Listed entries

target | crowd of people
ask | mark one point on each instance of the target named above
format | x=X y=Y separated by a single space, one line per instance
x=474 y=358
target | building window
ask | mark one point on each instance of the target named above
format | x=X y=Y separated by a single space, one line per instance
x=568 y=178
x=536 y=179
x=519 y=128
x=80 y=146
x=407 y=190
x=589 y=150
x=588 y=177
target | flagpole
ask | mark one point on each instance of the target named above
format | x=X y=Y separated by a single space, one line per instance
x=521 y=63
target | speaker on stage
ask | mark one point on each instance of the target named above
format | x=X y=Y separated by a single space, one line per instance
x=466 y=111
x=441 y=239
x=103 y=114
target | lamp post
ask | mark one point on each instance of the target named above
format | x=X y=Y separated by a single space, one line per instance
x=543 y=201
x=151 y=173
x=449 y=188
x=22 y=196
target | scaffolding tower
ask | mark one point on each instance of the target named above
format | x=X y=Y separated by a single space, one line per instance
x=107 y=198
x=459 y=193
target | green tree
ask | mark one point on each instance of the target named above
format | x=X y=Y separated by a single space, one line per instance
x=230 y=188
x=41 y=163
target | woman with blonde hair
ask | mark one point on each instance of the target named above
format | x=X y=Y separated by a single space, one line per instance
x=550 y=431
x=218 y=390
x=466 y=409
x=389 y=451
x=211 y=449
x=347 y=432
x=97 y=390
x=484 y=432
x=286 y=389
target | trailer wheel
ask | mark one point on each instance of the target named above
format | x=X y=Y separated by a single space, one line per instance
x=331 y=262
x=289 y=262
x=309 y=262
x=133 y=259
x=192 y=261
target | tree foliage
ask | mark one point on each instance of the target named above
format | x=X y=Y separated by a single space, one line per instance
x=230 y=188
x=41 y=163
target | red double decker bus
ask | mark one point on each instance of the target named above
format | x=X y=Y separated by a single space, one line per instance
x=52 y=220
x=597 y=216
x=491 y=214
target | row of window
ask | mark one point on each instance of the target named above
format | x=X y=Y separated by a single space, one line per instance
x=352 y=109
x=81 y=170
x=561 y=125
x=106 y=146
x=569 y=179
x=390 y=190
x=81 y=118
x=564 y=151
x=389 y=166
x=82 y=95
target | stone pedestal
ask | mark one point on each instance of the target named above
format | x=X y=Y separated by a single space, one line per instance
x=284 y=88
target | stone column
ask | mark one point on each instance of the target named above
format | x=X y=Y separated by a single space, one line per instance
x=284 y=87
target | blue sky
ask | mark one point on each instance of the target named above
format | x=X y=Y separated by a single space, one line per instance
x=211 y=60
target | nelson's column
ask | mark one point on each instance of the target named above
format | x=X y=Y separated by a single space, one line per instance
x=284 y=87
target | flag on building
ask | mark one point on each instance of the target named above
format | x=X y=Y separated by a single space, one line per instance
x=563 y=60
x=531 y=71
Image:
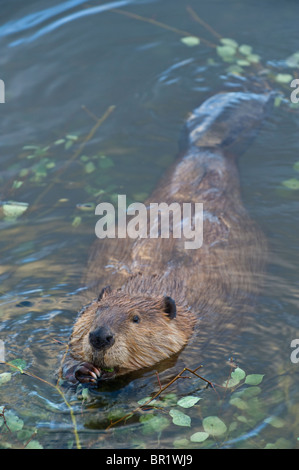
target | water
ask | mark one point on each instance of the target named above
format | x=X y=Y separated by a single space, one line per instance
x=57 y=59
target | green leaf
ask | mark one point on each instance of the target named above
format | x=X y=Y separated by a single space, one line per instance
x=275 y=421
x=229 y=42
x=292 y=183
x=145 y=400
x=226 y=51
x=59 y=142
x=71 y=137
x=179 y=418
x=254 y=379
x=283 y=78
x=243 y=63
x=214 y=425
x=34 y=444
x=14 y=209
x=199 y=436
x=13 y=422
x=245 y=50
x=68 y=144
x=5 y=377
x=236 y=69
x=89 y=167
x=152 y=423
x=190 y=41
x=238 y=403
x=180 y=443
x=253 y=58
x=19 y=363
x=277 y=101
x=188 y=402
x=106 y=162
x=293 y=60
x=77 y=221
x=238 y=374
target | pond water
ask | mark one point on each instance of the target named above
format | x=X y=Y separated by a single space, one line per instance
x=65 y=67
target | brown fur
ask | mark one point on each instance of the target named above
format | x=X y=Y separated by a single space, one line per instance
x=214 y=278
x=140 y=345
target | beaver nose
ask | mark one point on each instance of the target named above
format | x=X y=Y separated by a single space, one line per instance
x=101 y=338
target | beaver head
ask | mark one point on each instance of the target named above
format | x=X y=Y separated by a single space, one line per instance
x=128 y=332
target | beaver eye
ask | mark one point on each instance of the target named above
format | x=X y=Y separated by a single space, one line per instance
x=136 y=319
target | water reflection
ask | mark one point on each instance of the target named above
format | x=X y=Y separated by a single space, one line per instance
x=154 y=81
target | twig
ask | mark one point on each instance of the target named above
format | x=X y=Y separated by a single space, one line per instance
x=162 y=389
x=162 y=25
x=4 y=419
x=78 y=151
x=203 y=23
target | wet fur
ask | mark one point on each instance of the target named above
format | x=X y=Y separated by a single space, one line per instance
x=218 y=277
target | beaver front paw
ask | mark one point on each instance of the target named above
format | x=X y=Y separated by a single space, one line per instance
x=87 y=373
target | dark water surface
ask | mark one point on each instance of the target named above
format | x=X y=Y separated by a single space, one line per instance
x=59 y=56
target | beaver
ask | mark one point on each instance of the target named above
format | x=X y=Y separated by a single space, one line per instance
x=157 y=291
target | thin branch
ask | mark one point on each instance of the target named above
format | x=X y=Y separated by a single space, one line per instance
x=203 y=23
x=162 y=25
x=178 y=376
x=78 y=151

--

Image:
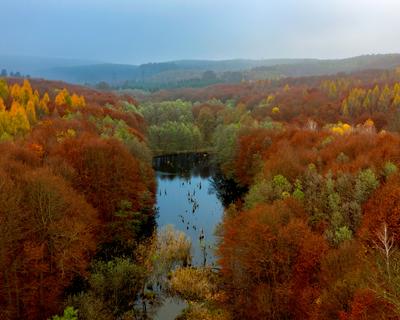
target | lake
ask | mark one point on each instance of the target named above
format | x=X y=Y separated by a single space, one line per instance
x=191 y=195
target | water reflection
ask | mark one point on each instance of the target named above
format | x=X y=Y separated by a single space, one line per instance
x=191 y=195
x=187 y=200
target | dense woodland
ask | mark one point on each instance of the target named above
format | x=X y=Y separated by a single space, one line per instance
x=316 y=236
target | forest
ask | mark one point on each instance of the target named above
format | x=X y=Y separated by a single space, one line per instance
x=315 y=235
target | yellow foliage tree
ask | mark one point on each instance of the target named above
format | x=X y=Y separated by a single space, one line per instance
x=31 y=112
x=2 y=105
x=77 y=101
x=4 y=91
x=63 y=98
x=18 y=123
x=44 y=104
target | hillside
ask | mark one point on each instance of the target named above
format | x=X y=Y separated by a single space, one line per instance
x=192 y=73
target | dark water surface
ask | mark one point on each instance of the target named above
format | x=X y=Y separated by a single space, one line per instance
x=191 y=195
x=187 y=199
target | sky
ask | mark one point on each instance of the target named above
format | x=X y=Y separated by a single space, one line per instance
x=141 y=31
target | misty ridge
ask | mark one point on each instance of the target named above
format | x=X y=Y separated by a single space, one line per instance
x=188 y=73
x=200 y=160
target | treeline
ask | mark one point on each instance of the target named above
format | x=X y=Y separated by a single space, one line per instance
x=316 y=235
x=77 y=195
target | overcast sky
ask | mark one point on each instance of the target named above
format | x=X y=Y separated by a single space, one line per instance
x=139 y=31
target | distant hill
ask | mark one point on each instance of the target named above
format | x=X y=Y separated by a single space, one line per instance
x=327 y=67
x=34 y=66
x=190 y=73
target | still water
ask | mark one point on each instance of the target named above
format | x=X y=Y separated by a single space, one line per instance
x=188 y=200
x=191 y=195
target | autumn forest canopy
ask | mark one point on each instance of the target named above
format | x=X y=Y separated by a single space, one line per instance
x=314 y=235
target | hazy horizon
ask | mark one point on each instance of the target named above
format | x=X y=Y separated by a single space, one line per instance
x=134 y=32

Brief
Rewrite everything in the listing from the line containing "target | woman with blonde hair" down to the line containing "x=192 y=261", swapping "trailer wheel" for "cart wheel" and leaving every other character as it is.

Expected answer
target | woman with blonde hair
ask | mark one point on each instance of the target named above
format | x=X y=Y separated by a single space, one line per instance
x=550 y=431
x=218 y=390
x=466 y=409
x=389 y=451
x=211 y=449
x=347 y=432
x=97 y=390
x=484 y=432
x=286 y=389
target | cart wheel
ask | mark one point on each instance of the target named above
format | x=X y=Y separated by a single space, one line per instance
x=331 y=262
x=289 y=262
x=309 y=262
x=133 y=259
x=192 y=261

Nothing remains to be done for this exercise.